start EXCERPTED PASSAGE

# If the Hornets could have any player...



## BlueBaron (May 11, 2003)

Who would you want?

I would have to say Kevin Garnett. Could you imagine how good we would be with KG? Jason Kidd wouldn't be bad either...


----------



## spinarooni85 (Aug 12, 2003)

either t-mac, vince carter, kg, or ricky davis again!!!


----------



## texan (Jul 10, 2003)

kg to go along with mash and davis. he plays more their style than duncan and neither are 3pt shooters


----------



## luciano (Aug 16, 2002)

For starters, you would want someone that fills a hole. The major problem that I see with our team is the lack of a decent, tall SG, so you would have to go with T-Mac.

That being said, it'd be hard to go past Shaquille.


----------



## BlueBaron (May 11, 2003)

> Originally posted by <b>luciano</b>!
> For starters, you would want someone that fills a whole. The major problem that I see with our team is the lack of a decent, tall SG, so you would have to go with T-Mac.
> 
> That being said, it'd be hard to go past Shaquille.


Sure, T-Mac would be nice as well but I think we need a dominant PF just as bad as a great (and tall  ) SG.


----------



## spinarooni85 (Aug 12, 2003)

yet it's only a dream!!!! 


but tmac will be a free agent soon!


----------



## DownUnderWonder (May 27, 2003)

I think if the Hornets had Amare, a solid 2nd-3rd option with a good rebounding sense, that would be off the hook. He would compliment Magloire and Mashburn perfectly...


----------



## HORNETSFAN (Jun 11, 2002)

TMac!


----------



## Ben1 (May 20, 2003)

KG or T-Mac will be just nice for Hornets.


----------



## BlueBaron (May 11, 2003)

> Originally posted by <b>Ben</b>!
> KG or T-Mac will be just nice for Hornets.


I totally agree... but I'd still rather have KG.


----------

end EXCERPTED PASSAGE
start RECORDED INFORMATION

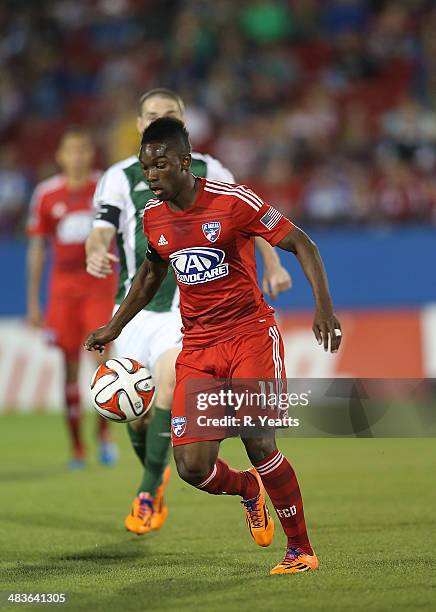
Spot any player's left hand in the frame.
[262,264,292,300]
[83,324,120,353]
[312,310,342,353]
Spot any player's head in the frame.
[139,117,191,200]
[136,87,185,134]
[56,127,95,176]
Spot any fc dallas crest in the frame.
[201,221,221,242]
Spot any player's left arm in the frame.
[255,236,292,299]
[277,226,342,353]
[84,256,168,351]
[205,155,292,299]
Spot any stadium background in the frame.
[0,0,436,411]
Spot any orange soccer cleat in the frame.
[124,493,153,535]
[241,468,274,546]
[151,465,171,529]
[270,546,319,574]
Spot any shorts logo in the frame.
[171,417,186,438]
[170,247,229,285]
[201,221,221,242]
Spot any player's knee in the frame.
[174,456,212,486]
[154,384,174,410]
[243,436,277,462]
[128,413,150,433]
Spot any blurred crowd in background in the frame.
[0,0,436,236]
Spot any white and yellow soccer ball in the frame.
[91,357,155,423]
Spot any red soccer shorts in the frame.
[46,275,115,360]
[171,319,286,446]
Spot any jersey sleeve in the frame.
[145,243,166,263]
[93,167,130,229]
[233,185,294,246]
[204,155,235,183]
[26,187,53,236]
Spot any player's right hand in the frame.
[86,251,119,278]
[83,324,120,353]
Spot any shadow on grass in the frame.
[0,465,66,483]
[1,511,118,534]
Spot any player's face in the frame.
[136,96,184,134]
[56,134,94,175]
[140,143,191,201]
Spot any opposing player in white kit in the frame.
[86,89,291,535]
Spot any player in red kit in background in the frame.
[85,118,341,574]
[27,128,116,469]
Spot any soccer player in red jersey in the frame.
[85,118,341,574]
[27,128,116,469]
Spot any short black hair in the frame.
[139,117,191,155]
[139,87,185,115]
[58,125,92,146]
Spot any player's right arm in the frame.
[26,182,49,327]
[85,165,130,278]
[85,252,168,351]
[27,236,46,327]
[85,225,118,278]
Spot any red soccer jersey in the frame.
[27,173,99,283]
[144,179,294,348]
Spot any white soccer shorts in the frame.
[112,305,182,371]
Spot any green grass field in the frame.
[0,415,436,612]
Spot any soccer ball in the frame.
[91,357,155,423]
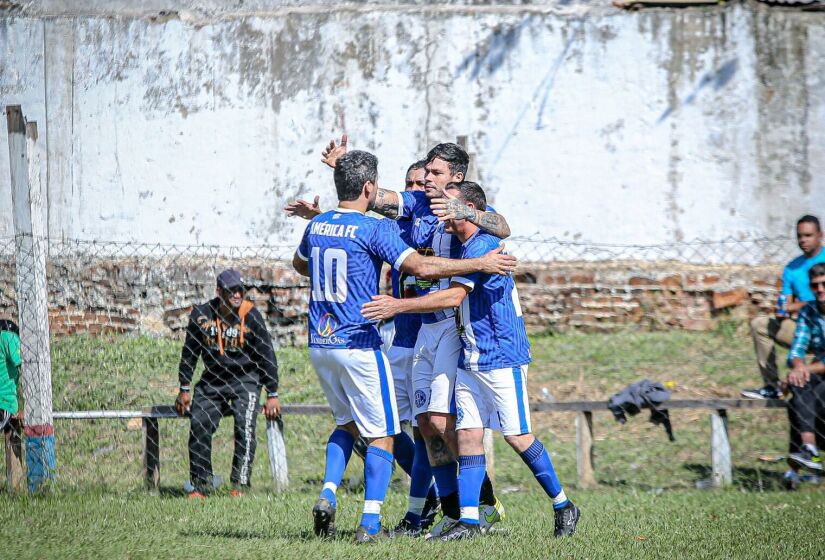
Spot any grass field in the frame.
[0,323,825,558]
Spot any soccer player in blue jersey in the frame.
[286,135,510,536]
[363,181,580,541]
[286,151,514,542]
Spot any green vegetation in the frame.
[0,330,825,559]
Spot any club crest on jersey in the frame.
[315,313,338,338]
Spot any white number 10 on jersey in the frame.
[311,247,347,303]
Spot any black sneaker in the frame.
[355,525,390,544]
[438,521,481,542]
[390,517,424,538]
[421,496,441,531]
[312,498,335,539]
[553,502,582,537]
[788,443,823,472]
[741,385,782,401]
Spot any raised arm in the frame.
[430,193,510,239]
[400,245,517,280]
[361,283,470,321]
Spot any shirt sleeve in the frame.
[295,222,312,262]
[369,220,415,270]
[788,305,812,367]
[782,266,794,296]
[8,333,23,367]
[178,308,203,387]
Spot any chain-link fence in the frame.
[0,236,825,492]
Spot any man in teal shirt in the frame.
[0,320,20,432]
[742,215,825,399]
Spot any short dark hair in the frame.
[808,263,825,280]
[427,142,470,175]
[333,150,378,202]
[405,159,427,177]
[446,181,487,212]
[796,214,822,231]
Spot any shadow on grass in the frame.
[683,463,784,492]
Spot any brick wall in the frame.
[0,257,781,345]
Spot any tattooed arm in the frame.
[430,193,510,239]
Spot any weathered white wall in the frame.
[0,2,825,245]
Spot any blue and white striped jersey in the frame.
[390,220,421,348]
[452,230,532,371]
[398,191,498,323]
[298,208,414,349]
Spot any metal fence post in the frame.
[6,105,55,492]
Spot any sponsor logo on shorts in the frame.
[309,313,345,346]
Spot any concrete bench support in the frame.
[576,410,596,488]
[710,409,733,488]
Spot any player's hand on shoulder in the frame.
[361,295,399,321]
[321,134,347,169]
[284,195,321,220]
[479,243,518,274]
[261,397,281,420]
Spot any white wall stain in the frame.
[0,2,825,252]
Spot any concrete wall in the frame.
[0,0,825,249]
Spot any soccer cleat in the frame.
[478,498,507,533]
[312,498,335,538]
[438,521,481,542]
[788,444,823,472]
[390,517,424,538]
[424,515,458,541]
[355,525,390,544]
[421,496,441,531]
[741,385,782,401]
[782,469,802,490]
[553,502,582,537]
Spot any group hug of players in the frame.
[286,136,581,542]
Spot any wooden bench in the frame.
[530,399,787,488]
[43,399,787,488]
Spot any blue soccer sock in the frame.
[393,430,415,476]
[458,453,487,525]
[361,445,393,535]
[404,438,435,526]
[321,428,355,507]
[521,438,569,509]
[433,461,460,519]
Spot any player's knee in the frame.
[504,432,536,453]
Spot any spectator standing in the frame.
[742,215,825,399]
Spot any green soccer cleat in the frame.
[424,515,458,541]
[438,521,481,542]
[355,525,390,544]
[553,502,582,537]
[478,498,507,533]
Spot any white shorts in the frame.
[455,364,532,436]
[412,317,462,416]
[309,348,401,438]
[387,346,417,425]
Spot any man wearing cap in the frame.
[175,269,281,498]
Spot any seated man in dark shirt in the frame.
[175,269,281,498]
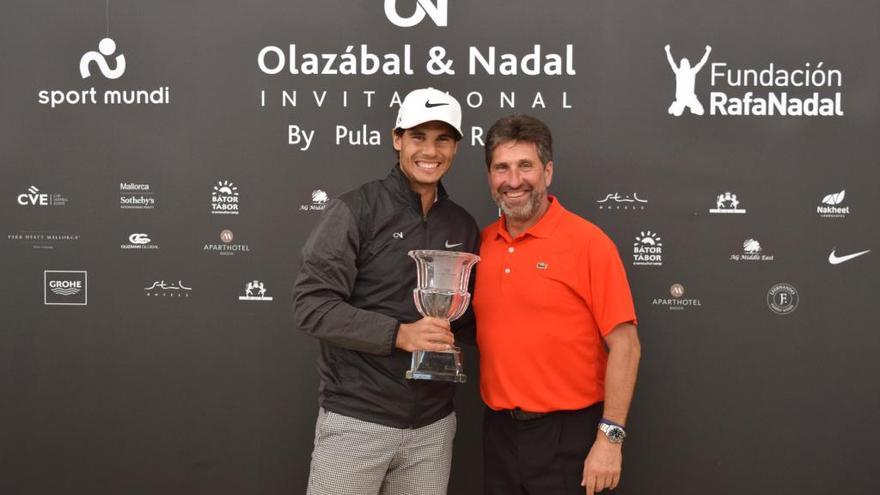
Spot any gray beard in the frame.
[492,189,547,222]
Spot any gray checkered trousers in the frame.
[306,408,456,495]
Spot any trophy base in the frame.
[406,347,467,383]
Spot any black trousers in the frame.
[483,403,614,495]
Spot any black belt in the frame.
[504,407,552,421]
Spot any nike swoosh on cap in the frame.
[828,249,871,265]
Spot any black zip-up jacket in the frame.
[293,165,480,428]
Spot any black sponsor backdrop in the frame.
[0,0,880,494]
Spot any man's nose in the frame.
[505,168,522,189]
[422,139,437,156]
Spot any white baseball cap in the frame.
[394,88,463,139]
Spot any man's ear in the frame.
[544,160,553,187]
[391,129,406,151]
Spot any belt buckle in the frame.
[507,407,547,421]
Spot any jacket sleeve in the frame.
[292,200,400,355]
[452,217,480,345]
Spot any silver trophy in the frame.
[406,249,480,383]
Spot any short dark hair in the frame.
[485,114,553,169]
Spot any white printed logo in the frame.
[128,234,150,244]
[299,189,330,211]
[816,189,849,218]
[211,180,238,215]
[144,280,192,297]
[312,189,329,204]
[767,282,800,315]
[633,230,663,266]
[596,193,648,210]
[119,182,156,210]
[385,0,447,27]
[651,283,703,311]
[119,232,159,250]
[664,45,844,117]
[828,248,871,265]
[665,45,712,117]
[730,239,775,261]
[79,38,125,79]
[43,270,88,306]
[16,186,67,206]
[709,192,746,215]
[238,280,272,301]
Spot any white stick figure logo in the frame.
[385,0,447,27]
[665,45,712,117]
[79,38,125,79]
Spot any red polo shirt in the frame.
[473,196,636,412]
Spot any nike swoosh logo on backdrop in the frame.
[828,249,871,265]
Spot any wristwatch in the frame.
[599,418,626,443]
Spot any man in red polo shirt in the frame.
[473,115,641,495]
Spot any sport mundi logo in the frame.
[37,37,171,110]
[664,45,844,117]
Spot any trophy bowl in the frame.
[406,250,480,383]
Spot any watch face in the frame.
[606,426,626,443]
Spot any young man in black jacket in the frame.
[293,88,480,495]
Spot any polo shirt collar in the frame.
[495,194,565,242]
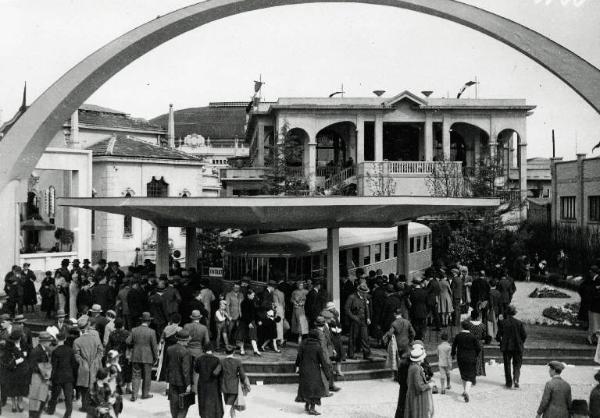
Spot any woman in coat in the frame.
[401,346,435,418]
[435,276,454,327]
[296,330,331,415]
[469,310,487,378]
[452,321,481,402]
[290,281,308,344]
[194,344,223,418]
[236,289,261,357]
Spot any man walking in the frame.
[167,330,192,418]
[344,284,371,360]
[73,315,104,412]
[496,305,527,389]
[127,312,158,402]
[537,361,571,418]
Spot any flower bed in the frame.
[529,286,571,299]
[542,303,580,326]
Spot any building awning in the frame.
[57,196,500,229]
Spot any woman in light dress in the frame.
[290,281,308,344]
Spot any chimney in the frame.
[70,109,79,144]
[167,104,175,148]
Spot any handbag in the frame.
[177,392,196,409]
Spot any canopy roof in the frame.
[226,222,431,257]
[58,196,500,229]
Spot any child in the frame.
[438,332,452,395]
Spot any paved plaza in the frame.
[2,365,595,418]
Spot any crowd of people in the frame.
[0,255,600,418]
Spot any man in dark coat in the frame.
[410,278,429,340]
[344,284,371,360]
[167,330,192,418]
[296,330,332,415]
[304,279,327,327]
[127,312,158,402]
[537,361,572,418]
[496,305,527,389]
[46,333,79,418]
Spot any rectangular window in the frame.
[560,196,576,219]
[363,245,371,266]
[588,196,600,222]
[352,247,360,267]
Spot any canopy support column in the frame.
[185,227,199,269]
[156,226,169,276]
[327,228,341,312]
[396,223,410,282]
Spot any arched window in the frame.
[123,192,133,237]
[146,176,169,197]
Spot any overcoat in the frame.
[296,334,330,401]
[73,332,104,388]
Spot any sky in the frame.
[0,0,600,159]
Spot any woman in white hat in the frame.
[404,345,434,418]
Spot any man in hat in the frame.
[46,332,78,418]
[127,312,158,402]
[28,331,54,418]
[183,310,210,391]
[537,361,571,418]
[73,315,104,412]
[344,283,371,360]
[167,330,192,418]
[89,303,108,341]
[496,305,527,389]
[304,278,328,326]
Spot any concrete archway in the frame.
[0,0,600,191]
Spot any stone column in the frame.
[185,227,200,268]
[256,122,265,167]
[424,112,433,161]
[356,117,365,164]
[327,228,340,312]
[442,117,452,161]
[304,138,317,193]
[156,226,170,276]
[396,223,410,283]
[375,114,383,161]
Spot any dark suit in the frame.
[127,325,158,397]
[537,376,571,418]
[344,293,371,358]
[167,344,192,418]
[496,316,527,387]
[48,345,79,417]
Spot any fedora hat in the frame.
[410,346,427,362]
[38,331,54,342]
[90,303,102,313]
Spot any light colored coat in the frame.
[73,332,104,388]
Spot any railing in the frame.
[359,161,462,175]
[323,165,356,190]
[317,166,341,177]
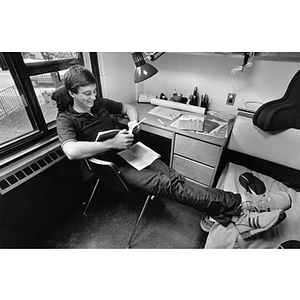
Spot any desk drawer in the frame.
[173,154,214,186]
[174,134,222,167]
[141,123,173,140]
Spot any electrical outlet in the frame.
[226,93,236,105]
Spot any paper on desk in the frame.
[150,98,206,115]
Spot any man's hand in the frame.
[113,129,134,150]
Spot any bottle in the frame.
[190,86,199,106]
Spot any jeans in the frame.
[113,157,241,226]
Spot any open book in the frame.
[95,129,120,142]
[95,129,160,171]
[118,142,160,171]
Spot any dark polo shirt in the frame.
[56,98,122,147]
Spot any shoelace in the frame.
[240,193,271,212]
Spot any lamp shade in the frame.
[132,52,158,83]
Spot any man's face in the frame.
[70,84,97,111]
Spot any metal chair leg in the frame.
[127,195,154,249]
[83,179,100,215]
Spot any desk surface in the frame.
[131,103,233,147]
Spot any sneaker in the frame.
[200,213,215,232]
[242,191,292,212]
[235,209,286,240]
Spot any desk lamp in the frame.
[132,52,164,83]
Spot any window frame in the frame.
[0,52,84,166]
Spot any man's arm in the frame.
[122,103,140,134]
[62,129,134,160]
[122,103,139,122]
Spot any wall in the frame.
[143,53,300,113]
[98,52,300,113]
[98,52,137,103]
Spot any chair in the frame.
[83,157,154,249]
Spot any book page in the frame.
[95,129,120,142]
[118,142,160,171]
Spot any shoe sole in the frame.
[241,211,286,240]
[199,214,214,232]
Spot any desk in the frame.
[118,103,233,187]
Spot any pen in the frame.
[135,117,146,126]
[129,117,146,134]
[157,119,167,127]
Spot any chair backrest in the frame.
[85,157,129,193]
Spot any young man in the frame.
[57,65,290,238]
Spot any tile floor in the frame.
[41,183,207,249]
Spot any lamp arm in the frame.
[149,52,166,61]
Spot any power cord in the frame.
[230,52,255,75]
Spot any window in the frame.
[0,52,83,163]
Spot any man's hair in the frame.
[64,65,96,94]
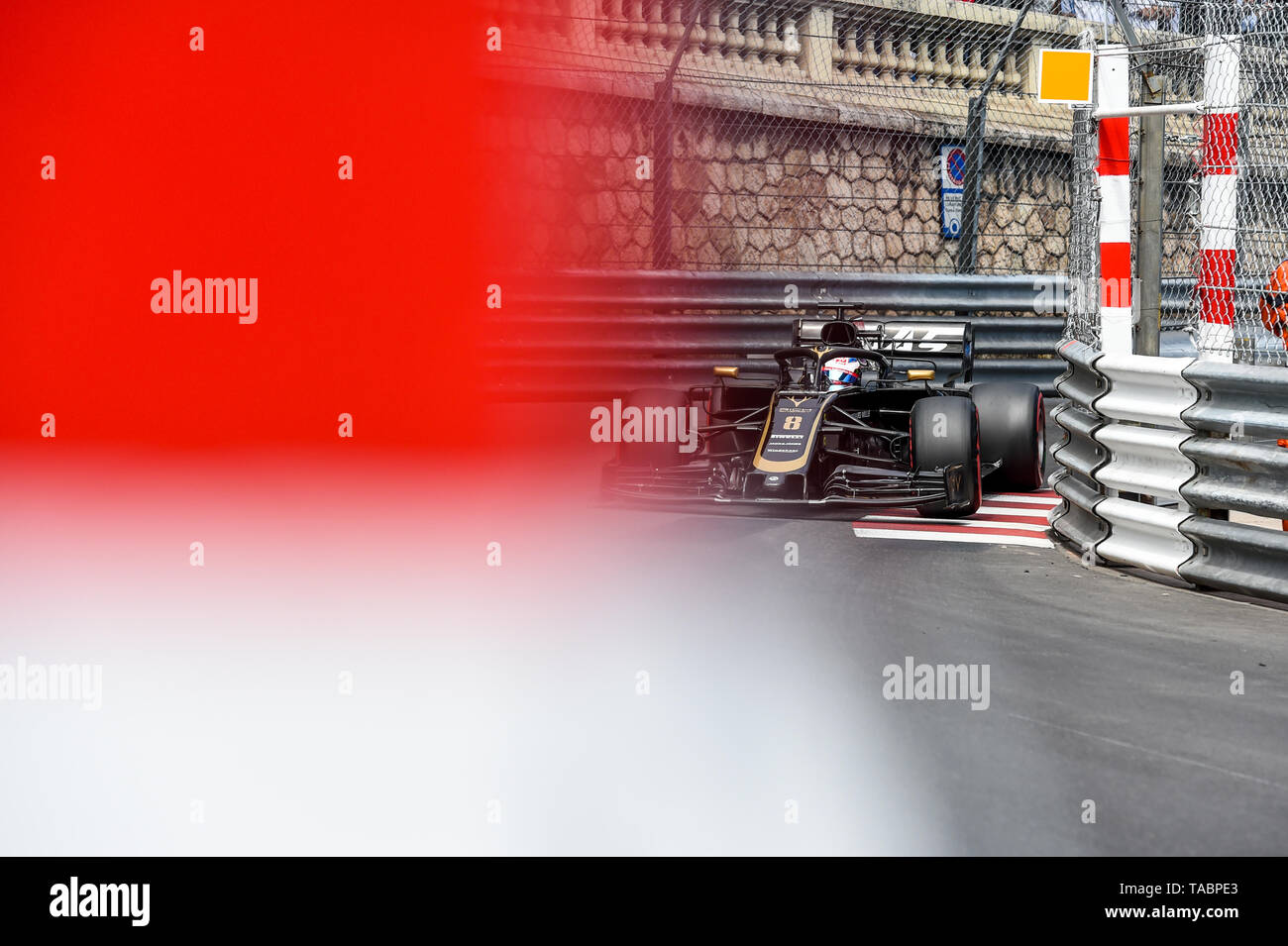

end RECORDED INFORMATION

• _PROBLEMS_:
1. Which usernames posted in the Hornets thread? List each one once.
2. In the Hornets thread, what does luciano call the major problem with the team?
3. Reproduce the Hornets thread between "I think if the" and "(Jun 11, 2002)", inclusive.

• _SOLUTIONS TO THE EXERCISE_:
1. BlueBaron, spinarooni85, texan, luciano, DownUnderWonder, HORNETSFAN, Ben1

2. The lack of a decent, tall SG.

3.
I think if the Hornets had Amare, a solid 2nd-3rd option with a good rebounding sense, that would be off the hook. He would compliment Magloire and Mashburn perfectly...


----------



## HORNETSFAN (Jun 11, 2002)